#### [WORK TO BE COMPLETED]
Return each line of the items below that contains the word "bush", copied in full without changes.

** BEGIN **

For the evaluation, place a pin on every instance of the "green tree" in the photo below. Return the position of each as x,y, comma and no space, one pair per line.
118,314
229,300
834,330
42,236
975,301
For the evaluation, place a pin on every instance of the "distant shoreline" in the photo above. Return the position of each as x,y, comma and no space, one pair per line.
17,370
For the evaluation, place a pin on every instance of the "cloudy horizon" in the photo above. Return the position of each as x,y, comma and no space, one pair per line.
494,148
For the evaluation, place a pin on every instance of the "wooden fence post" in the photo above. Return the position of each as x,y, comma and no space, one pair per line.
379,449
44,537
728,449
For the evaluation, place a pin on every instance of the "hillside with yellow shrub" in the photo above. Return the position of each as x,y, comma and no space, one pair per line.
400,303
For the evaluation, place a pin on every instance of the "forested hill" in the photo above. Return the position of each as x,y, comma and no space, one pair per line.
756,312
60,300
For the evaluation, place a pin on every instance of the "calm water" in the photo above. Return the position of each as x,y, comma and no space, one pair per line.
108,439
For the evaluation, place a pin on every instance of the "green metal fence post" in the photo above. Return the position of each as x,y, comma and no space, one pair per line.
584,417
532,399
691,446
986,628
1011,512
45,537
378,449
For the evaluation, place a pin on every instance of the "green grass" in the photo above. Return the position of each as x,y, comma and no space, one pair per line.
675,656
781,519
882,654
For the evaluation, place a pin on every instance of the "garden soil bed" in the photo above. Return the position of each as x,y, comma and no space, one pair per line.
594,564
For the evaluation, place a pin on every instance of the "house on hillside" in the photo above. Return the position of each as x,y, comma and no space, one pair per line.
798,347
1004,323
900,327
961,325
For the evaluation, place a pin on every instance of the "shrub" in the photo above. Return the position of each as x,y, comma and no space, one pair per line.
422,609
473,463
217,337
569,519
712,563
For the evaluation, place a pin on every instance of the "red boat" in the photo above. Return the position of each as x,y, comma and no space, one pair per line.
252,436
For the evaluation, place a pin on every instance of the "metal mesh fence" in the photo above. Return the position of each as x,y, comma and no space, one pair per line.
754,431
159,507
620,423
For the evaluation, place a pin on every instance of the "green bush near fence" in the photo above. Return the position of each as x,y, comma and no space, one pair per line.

** END **

#### [TASK SOLUTION]
For the evaluation, place a pin on every instance of the "green bush near fence" in the photo above. Return the position of each as x,y, comma and no space, one pair per line.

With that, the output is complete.